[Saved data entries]
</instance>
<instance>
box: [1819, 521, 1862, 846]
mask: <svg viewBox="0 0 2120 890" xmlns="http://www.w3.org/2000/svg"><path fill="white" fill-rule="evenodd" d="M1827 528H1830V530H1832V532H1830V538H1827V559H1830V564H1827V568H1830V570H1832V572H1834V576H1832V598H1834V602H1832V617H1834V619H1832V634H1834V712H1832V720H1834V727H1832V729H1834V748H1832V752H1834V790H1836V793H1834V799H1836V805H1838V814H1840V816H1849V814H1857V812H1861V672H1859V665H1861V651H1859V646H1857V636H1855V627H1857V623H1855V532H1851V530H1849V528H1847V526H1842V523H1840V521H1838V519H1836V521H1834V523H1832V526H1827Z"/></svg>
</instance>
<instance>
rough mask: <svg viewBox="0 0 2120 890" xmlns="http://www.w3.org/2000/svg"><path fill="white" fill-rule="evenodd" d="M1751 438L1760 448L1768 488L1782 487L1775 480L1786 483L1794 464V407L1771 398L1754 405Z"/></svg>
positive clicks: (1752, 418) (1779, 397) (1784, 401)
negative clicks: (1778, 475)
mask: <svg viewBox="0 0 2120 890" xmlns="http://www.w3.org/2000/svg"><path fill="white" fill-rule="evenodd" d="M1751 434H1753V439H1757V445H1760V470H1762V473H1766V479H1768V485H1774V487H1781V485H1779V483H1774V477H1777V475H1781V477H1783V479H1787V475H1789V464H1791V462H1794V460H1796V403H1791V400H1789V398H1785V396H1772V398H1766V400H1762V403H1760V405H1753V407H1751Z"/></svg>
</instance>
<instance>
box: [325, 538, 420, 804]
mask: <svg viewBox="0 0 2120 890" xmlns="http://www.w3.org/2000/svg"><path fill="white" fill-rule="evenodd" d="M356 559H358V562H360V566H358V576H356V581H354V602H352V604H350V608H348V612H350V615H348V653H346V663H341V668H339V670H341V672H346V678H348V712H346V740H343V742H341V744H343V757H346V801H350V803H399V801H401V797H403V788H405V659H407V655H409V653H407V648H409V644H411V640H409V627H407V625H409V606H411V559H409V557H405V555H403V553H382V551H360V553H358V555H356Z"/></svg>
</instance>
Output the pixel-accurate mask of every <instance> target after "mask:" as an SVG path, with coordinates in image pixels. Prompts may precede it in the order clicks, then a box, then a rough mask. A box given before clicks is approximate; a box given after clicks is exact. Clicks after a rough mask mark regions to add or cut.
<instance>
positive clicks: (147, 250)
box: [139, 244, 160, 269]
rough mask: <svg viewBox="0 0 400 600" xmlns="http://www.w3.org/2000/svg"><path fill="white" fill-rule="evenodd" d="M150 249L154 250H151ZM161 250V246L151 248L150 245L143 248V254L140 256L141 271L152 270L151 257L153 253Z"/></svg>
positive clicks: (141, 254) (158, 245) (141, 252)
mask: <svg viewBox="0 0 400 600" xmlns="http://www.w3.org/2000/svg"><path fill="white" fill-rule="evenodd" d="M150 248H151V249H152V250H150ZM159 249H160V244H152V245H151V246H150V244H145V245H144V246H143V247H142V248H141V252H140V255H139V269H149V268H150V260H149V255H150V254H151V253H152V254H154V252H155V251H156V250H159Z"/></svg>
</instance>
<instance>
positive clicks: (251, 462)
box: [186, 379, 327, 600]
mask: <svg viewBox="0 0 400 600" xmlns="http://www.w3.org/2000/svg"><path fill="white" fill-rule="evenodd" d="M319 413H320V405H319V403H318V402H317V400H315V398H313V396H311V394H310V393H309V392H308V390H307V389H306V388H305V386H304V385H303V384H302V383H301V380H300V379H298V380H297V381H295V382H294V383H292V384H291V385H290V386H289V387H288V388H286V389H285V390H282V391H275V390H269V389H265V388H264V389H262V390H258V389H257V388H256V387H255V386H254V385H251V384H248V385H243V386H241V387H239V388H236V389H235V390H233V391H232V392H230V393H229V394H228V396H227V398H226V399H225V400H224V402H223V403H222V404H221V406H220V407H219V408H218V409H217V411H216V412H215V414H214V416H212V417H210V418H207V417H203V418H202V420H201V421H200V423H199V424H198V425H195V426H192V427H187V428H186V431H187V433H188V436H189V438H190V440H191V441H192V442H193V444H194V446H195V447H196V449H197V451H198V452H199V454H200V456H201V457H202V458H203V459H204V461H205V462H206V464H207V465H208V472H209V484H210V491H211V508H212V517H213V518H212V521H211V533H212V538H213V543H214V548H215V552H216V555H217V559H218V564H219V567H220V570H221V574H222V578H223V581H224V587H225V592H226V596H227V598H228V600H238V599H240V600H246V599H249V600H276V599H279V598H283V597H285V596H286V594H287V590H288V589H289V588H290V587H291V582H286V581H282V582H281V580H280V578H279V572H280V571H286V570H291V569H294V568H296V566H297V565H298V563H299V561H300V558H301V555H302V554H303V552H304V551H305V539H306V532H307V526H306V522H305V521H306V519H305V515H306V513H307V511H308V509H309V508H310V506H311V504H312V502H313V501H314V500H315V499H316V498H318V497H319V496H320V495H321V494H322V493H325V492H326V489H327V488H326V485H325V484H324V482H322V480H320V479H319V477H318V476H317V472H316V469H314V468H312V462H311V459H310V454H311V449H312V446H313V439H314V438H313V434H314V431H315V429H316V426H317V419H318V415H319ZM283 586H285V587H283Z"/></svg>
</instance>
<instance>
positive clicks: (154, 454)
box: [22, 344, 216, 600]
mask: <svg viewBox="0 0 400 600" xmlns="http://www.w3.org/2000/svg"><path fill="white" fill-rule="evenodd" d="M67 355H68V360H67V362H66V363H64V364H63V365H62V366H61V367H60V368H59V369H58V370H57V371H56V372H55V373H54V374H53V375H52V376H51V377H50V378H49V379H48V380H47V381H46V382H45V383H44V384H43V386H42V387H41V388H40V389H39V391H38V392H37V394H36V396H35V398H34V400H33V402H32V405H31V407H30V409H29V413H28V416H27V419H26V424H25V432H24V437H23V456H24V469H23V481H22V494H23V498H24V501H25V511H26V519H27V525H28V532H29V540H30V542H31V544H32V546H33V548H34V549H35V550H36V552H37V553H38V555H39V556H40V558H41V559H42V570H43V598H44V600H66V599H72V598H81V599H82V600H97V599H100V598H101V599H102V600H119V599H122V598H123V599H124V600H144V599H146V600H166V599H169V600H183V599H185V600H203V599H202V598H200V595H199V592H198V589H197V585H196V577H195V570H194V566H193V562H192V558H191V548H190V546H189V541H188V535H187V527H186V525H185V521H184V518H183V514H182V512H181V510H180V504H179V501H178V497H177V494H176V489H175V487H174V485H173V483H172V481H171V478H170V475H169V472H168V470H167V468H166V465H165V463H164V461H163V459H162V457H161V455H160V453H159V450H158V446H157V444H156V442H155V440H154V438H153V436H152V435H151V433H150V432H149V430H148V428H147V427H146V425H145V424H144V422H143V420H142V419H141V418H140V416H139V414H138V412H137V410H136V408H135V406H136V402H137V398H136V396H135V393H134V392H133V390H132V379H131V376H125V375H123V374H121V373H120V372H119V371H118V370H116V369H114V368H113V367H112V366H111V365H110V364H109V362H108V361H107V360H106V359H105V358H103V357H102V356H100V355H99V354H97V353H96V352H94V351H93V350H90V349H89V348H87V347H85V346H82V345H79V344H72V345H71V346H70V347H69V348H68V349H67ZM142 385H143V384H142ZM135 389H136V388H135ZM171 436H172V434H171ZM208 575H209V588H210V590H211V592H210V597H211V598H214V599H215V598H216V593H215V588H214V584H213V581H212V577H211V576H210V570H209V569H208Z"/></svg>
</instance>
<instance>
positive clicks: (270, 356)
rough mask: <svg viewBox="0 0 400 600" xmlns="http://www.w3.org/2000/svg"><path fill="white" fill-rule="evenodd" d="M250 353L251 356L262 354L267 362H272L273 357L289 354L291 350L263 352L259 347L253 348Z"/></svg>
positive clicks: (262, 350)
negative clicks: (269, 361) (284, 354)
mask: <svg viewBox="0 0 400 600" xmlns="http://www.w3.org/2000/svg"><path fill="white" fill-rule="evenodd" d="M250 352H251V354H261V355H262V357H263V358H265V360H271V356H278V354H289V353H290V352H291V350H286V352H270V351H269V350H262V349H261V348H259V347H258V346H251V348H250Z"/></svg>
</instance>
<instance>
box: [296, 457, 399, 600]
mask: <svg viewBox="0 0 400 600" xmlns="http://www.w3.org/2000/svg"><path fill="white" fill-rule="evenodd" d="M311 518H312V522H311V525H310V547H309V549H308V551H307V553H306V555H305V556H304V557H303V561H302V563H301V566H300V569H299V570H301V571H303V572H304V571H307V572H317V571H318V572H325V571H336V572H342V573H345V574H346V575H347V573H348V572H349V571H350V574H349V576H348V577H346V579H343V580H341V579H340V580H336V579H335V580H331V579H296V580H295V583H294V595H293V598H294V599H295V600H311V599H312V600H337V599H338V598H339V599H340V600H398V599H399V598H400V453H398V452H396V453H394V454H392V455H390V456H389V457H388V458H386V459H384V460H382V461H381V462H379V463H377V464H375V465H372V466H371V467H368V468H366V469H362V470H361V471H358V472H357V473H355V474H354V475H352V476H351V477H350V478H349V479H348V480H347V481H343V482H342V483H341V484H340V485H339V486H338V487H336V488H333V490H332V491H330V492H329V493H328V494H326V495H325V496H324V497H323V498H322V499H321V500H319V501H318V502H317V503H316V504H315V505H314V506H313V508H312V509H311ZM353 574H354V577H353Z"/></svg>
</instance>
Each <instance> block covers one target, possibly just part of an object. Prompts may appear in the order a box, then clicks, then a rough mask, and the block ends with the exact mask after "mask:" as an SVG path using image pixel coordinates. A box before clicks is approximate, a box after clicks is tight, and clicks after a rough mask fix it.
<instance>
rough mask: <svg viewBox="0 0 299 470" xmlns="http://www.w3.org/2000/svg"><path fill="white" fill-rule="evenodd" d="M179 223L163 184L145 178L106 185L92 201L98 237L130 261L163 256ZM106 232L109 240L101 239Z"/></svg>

Goal of the exercise: All that belongs in the answer is an exact copy of the lines from the start of the records above through the line with "positive clicks: (1752, 418)".

Answer section:
</instance>
<instance>
box: [1819, 521, 1862, 846]
mask: <svg viewBox="0 0 2120 890" xmlns="http://www.w3.org/2000/svg"><path fill="white" fill-rule="evenodd" d="M1827 528H1830V530H1832V532H1830V538H1827V559H1830V564H1827V568H1830V570H1832V572H1834V576H1832V598H1834V602H1832V617H1834V619H1832V634H1834V712H1832V720H1834V727H1832V729H1834V748H1832V752H1834V790H1836V793H1834V799H1836V805H1838V814H1840V816H1849V814H1857V812H1861V672H1859V665H1861V651H1859V646H1857V636H1855V627H1857V623H1855V532H1851V530H1849V528H1847V526H1842V523H1840V521H1838V519H1836V521H1834V523H1832V526H1827Z"/></svg>
</instance>
<instance>
rough mask: <svg viewBox="0 0 2120 890" xmlns="http://www.w3.org/2000/svg"><path fill="white" fill-rule="evenodd" d="M1751 438L1760 448L1768 488L1782 487L1775 480L1786 483L1794 464V407L1771 398L1754 405Z"/></svg>
positive clicks: (1752, 418) (1779, 397) (1784, 401)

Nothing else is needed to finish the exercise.